* _Tâche demandée a_:
Répondez brièvement aux questions suivantes sur l'extrait consacré au Sahara :
(i) Quelles ressources la France entend-elle pouvoir exploiter librement ?
(ii) Pour quelles communications la France souhaite-t-elle disposer de terrains d'aviation et de droits de circulation ?
(iii) Si un État algérien associé à la France est institué, vers quoi tendra la grande majorité des populations sahariennes ?

* _Extrait du texte_:
------

Pour ce qui est du Sahara, notre ligne de conduite, c’est celle qui sauvegarde nos intérêts et qui tient compte des réalités. Quels sont nos intérêts ? Nos intérêts, c’est la libre exploitation du pétrole et du gaz que nous avons découverts, ou que nous découvririons. C’est la disposition de terrains d’aviation et de droits de circulation pour nos communications avec l’Afrique Noire. Les réalités ? Les réalités c’est que, il n’y a pas un seul Algérien, je le sais, qui ne pense que le Sahara doit faire partie de l’Algérie, et qu’il n’y aurait pas un seul gouvernement algérien, quelle que soit son orientation par rapport à la France, qui ne doive revendiquer sans relâche la souveraineté algérienne sur le Sahara. Et puis enfin, le fait que si un Etat algérien est institué, et qu’il est associé à la France, la grande majorité des populations sahariennes tendront à s’y rattacher, même si elles ne l’ont pas explicitement réclamé d’avance. C’est dire que dans le débat franco-algérien, qu’il se ranime avec le FLN, ou qu’il s’engage avec un autre organisme, représentatif celui-là, des élus, la question de la souveraineté du Sahara n’a pas à être considérée.

------

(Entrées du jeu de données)
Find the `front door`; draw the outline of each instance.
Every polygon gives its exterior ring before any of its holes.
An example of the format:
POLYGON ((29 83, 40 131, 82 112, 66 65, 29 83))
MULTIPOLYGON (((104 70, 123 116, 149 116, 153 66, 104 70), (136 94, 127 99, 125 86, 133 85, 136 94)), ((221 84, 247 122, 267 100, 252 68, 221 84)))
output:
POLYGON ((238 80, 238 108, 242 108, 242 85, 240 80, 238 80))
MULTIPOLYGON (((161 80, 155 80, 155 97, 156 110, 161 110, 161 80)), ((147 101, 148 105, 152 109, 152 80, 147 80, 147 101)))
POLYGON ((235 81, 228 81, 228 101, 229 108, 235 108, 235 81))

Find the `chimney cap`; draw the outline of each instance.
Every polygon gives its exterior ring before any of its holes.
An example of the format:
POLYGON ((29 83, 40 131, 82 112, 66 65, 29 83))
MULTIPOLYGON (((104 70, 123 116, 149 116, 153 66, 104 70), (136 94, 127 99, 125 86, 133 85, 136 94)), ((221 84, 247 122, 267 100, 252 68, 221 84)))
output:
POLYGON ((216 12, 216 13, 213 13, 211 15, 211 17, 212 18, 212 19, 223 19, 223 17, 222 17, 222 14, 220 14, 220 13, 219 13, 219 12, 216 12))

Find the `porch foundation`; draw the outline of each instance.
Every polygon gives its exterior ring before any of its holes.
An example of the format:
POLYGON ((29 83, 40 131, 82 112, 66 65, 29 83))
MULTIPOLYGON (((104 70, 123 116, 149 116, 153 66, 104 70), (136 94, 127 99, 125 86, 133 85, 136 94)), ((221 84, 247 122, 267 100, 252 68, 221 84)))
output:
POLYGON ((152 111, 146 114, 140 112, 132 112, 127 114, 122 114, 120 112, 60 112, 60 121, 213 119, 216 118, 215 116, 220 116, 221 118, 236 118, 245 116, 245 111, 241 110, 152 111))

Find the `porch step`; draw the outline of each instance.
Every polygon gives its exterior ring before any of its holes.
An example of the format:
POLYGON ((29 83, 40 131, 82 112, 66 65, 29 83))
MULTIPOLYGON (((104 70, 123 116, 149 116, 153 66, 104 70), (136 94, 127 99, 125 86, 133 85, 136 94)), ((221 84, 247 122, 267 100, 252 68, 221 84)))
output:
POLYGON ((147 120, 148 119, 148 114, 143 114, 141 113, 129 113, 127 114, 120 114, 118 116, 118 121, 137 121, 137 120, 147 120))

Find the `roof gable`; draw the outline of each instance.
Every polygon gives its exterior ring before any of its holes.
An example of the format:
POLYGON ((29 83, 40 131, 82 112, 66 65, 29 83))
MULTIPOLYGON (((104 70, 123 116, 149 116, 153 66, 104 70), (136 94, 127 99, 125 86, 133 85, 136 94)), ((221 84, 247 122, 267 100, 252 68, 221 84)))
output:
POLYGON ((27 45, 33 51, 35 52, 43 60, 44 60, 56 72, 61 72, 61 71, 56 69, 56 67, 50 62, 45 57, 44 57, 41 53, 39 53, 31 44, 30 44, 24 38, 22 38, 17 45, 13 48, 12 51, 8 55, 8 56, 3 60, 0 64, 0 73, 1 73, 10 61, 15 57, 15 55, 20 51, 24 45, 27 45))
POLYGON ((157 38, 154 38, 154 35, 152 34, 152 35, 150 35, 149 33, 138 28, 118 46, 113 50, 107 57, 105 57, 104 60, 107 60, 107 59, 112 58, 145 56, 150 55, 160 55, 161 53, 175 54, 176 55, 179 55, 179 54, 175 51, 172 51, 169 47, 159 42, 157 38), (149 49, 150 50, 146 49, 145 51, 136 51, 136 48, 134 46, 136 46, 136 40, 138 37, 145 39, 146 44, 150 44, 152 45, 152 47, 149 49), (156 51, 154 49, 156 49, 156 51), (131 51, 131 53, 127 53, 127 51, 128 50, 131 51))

------

* _Tâche demandée b_: Recopiez à l'identique les lignes des entrées du jeu de données, depuis leur début jusqu'à la ligne contenant « POLYGON ((235 81, 228 », celle-ci incluse.

* _Résultat attendu a_:
(i) Le pétrole et le gaz découverts, ou qui seraient découverts.
(ii) Les communications avec l'Afrique Noire.
(iii) À se rattacher à cet État algérien.

* _Résultat attendu b_:
Find the `front door`; draw the outline of each instance.
Every polygon gives its exterior ring before any of its holes.
An example of the format:
POLYGON ((29 83, 40 131, 82 112, 66 65, 29 83))
MULTIPOLYGON (((104 70, 123 116, 149 116, 153 66, 104 70), (136 94, 127 99, 125 86, 133 85, 136 94)), ((221 84, 247 122, 267 100, 252 68, 221 84)))
output:
POLYGON ((238 80, 238 108, 242 108, 242 85, 240 80, 238 80))
MULTIPOLYGON (((161 80, 155 80, 155 97, 156 110, 161 110, 161 80)), ((147 101, 148 105, 152 109, 152 80, 147 80, 147 101)))
POLYGON ((235 81, 228 81, 228 101, 229 108, 235 108, 235 81))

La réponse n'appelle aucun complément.